**Given task:** Edit the material below by replacing every "Please indicate" with "Please mark" and keeping everything else the same. Leave the pictures out of your version.

::: Information provided

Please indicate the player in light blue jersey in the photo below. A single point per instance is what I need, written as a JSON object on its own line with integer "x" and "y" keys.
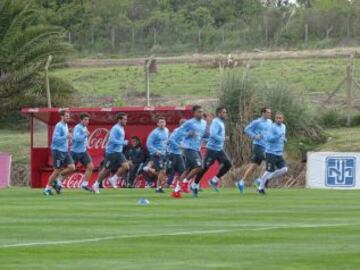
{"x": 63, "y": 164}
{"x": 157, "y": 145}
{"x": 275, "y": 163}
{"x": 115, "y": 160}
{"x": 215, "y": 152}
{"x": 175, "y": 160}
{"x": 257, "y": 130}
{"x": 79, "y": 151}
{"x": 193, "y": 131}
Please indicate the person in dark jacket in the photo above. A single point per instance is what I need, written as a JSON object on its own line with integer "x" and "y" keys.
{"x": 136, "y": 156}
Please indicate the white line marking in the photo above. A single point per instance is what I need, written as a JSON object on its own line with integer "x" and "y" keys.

::::::

**Final result:**
Please mark the player in light blue jersey in the photo below. A single point per instance is what I need, written as a JSON object on its own line with integer "x" and "y" keys.
{"x": 63, "y": 164}
{"x": 157, "y": 145}
{"x": 275, "y": 163}
{"x": 115, "y": 160}
{"x": 215, "y": 152}
{"x": 175, "y": 160}
{"x": 257, "y": 130}
{"x": 79, "y": 151}
{"x": 193, "y": 131}
Please mark the person in dark jacket in the photo above. A single point per instance is what I need, written as a JSON object on its own line with integer "x" and "y" keys.
{"x": 136, "y": 156}
Please mark the white line marking in the photo above. A single point per instance is what I need, written as a JSON object on its own line with integer "x" and "y" keys.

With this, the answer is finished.